TASK REQUIREMENTS: Beneath this sentence is a listing. Return its lines from the one containing "Return one point per instance of the tree branch" through the last, exactly, and omit the pictures.

EXTRACTED INFORMATION:
+ + + + +

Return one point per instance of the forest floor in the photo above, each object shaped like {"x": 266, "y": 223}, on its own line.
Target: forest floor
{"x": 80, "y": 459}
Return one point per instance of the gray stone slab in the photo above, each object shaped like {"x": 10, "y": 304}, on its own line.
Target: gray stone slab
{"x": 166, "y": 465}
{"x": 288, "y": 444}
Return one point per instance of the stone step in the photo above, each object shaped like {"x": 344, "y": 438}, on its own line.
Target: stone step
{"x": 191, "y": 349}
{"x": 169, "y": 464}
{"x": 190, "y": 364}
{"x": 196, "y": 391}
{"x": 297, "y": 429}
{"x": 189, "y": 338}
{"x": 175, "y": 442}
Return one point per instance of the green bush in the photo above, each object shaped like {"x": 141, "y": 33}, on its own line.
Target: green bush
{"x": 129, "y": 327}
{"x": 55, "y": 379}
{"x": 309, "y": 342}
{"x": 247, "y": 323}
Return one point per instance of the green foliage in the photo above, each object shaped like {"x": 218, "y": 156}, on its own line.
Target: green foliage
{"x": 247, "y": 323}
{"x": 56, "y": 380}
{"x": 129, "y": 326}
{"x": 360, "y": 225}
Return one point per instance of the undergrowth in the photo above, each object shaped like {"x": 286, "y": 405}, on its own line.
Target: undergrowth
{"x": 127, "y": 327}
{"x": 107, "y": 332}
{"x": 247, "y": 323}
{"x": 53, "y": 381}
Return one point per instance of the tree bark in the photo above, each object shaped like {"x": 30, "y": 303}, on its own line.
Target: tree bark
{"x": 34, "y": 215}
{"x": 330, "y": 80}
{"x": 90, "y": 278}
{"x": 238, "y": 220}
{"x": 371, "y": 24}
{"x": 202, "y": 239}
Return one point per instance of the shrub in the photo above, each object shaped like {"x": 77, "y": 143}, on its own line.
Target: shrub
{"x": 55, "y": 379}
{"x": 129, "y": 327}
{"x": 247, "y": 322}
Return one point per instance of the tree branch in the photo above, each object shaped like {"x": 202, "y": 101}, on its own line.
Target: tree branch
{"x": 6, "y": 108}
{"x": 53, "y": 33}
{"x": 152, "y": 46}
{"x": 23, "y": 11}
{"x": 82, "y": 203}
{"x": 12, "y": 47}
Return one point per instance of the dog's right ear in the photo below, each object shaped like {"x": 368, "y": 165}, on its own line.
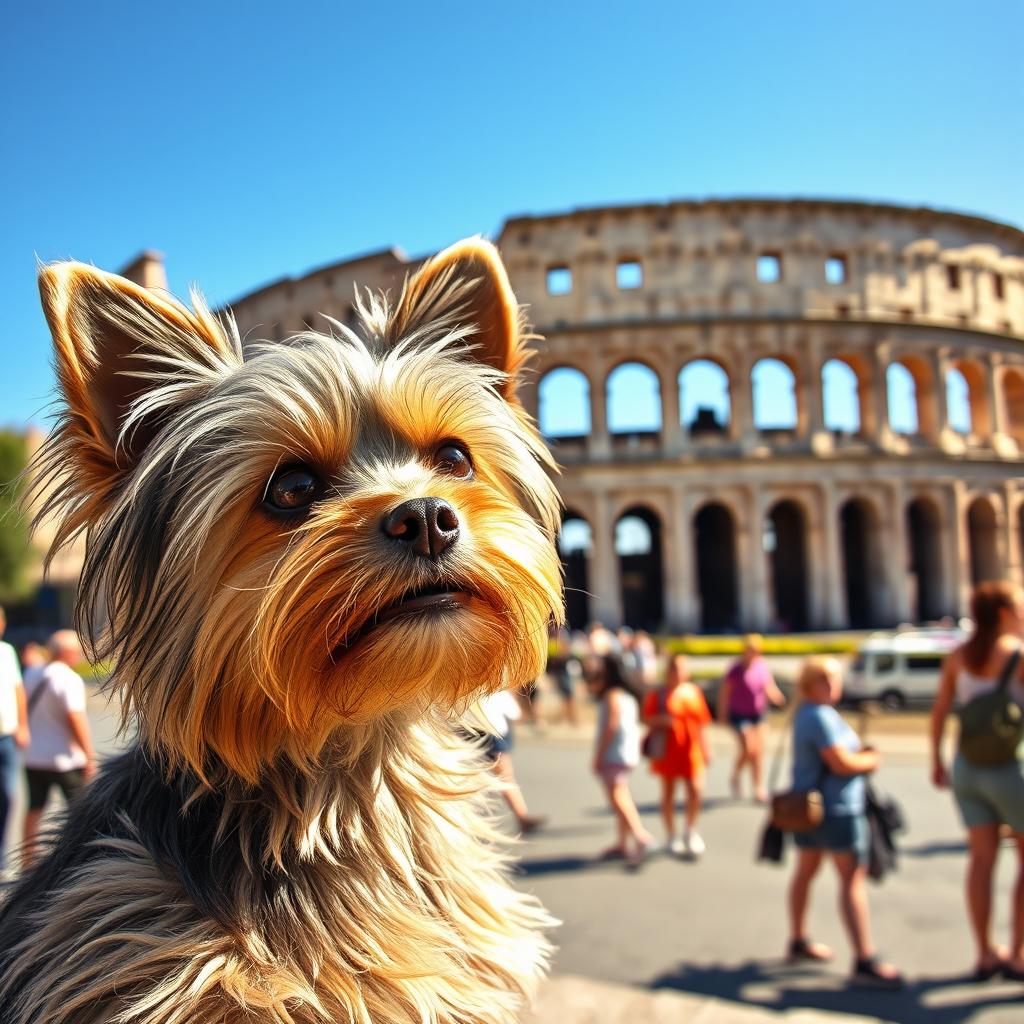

+ + + + +

ANSWER BELOW:
Return one point per instance of the tree branch in the photo above, each object shaped like {"x": 202, "y": 101}, on its own line.
Target: tree branch
{"x": 6, "y": 108}
{"x": 53, "y": 33}
{"x": 152, "y": 46}
{"x": 23, "y": 11}
{"x": 82, "y": 203}
{"x": 12, "y": 47}
Return one point per instance of the dog's right ear in the photo below, each object shaped like {"x": 368, "y": 165}, on its own line.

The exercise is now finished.